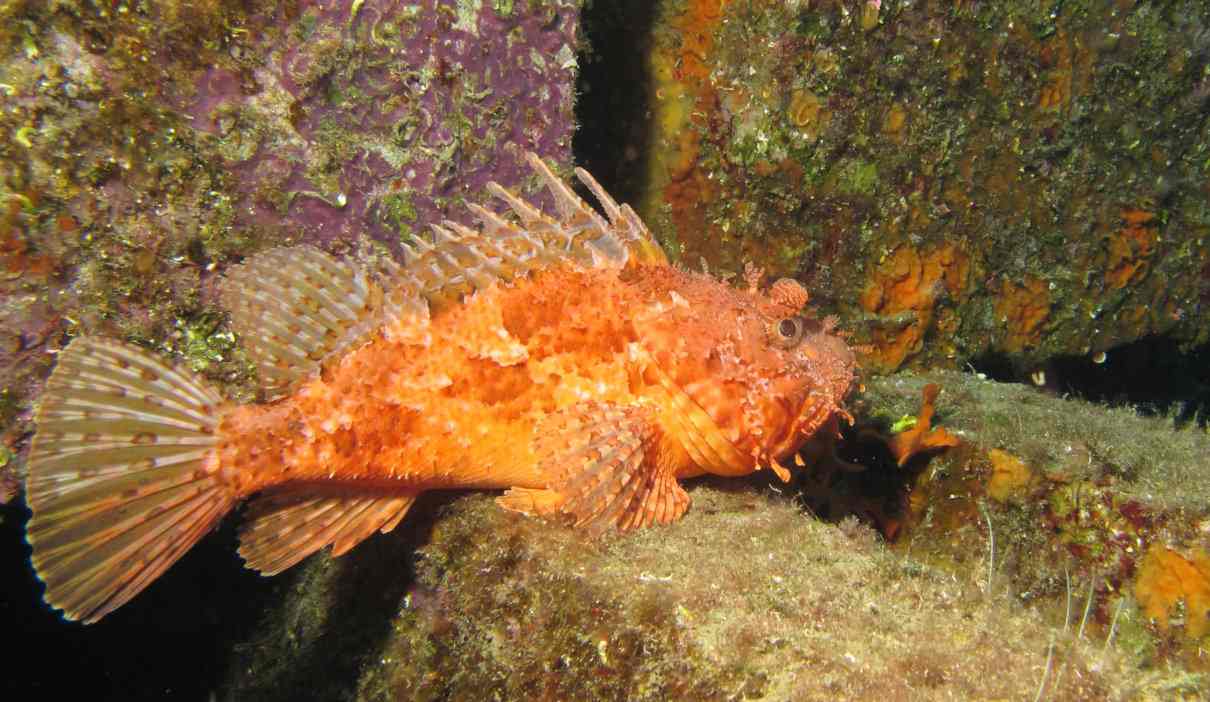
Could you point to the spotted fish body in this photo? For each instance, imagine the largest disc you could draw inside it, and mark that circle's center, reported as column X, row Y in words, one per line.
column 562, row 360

---

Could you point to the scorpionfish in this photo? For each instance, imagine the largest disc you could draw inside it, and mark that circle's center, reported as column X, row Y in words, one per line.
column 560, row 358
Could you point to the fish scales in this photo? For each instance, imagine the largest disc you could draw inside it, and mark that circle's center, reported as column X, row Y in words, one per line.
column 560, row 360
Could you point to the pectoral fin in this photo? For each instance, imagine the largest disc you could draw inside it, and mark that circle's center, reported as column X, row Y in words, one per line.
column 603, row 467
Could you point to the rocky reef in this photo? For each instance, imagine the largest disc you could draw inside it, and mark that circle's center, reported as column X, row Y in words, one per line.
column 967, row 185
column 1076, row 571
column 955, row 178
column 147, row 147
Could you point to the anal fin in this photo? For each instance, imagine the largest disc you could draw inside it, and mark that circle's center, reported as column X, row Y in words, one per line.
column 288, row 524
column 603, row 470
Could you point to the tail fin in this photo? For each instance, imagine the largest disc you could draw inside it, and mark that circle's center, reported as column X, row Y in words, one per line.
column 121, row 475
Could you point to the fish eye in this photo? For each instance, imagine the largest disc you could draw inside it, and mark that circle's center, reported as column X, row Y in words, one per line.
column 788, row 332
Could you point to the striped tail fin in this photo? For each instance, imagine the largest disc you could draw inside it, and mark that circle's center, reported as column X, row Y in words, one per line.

- _CHALLENGE_
Rewrite everything from the line containing "Could you point to the scorpionfish" down to the line containing "column 603, row 467", swapping "disc" for "circle" and leaving everything else unchanged. Give only those lines.

- _RESULT OF THIS EXERCISE_
Could you point to the scorpionfish in this photo? For each instance, imagine the largest circle you could draw inside it, and mark that circle's center, reported as column X, row Y in words, one per line.
column 560, row 358
Could you point to the fish scales in this photo? For each instance, imagine the largest circle you could draw inside it, and mark that circle's center, reported as column X, row Y in words, one per line.
column 560, row 360
Could you point to the pectoral fin in this photo? For each instance, imagine the largest circle you could draw inside it, and mark that circle's center, reported as column X, row Y in words, one per line.
column 603, row 467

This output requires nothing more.